What you will do =
1. Answer these questions using the chassis jack text:
(a) According to the abstract, what is mounted at each end of the arm?
(b) What kind of objects is the invention meant to lift?
(c) What type of lifting device does the text say most automobile lifting devices presently are?
2. Write out the stretch of the chassis jack text from "Description" through "an automotive vehicle.", copying it word for word.

====== Document extract ======

Automobile chassis jack

Abstract

A low profile lifting device having an elongated base, a rotatable shaft extending along said base, an arm having a nut at one end threadably mounted on the shaft and a lifting pad at the other end, means at one end of the base for rotating the shaft, a pair of side levers having one end pivoted to the other end of the base and extending to a pivotal connection at an intermediate portion of the arm, and means for preventing unwanted shaft rotation in response to weight on the lifting pad.

Description

BACKGROUND OF THE INVENTION

This invention relates to manual or motor-operated lifting devices having a low profile for lifting objects that are very close to the floor or ground, such as the frame or chassis of an automotive vehicle.

Presently, most automobile lifting devices are bumper jacks engageable with the front or rear bumper of the automobile to raise that portion of the auto by the bumper. "Scissor jacks" are also known, which are insertable beneath the car; however, this type of jack is inconvenient to position properly and is often unstable or unsafe. The present invention raises a portion of the car by contacting the frame or chassis and may be called a chassis jack.

====== Material shown ======

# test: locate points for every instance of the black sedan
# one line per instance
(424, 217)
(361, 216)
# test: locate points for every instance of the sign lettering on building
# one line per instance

======

Per-task answers =
1.
(a) A nut, threadably mounted on the shaft, is at one end, and a lifting pad is at the other end.
(b) Objects that are very close to the floor or ground, such as the frame or chassis of an automotive vehicle.
(c) Bumper jacks, which engage the front or rear bumper of the automobile.

2.
Description

BACKGROUND OF THE INVENTION

This invention relates to manual or motor-operated lifting devices having a low profile for lifting objects that are very close to the floor or ground, such as the frame or chassis of an automotive vehicle.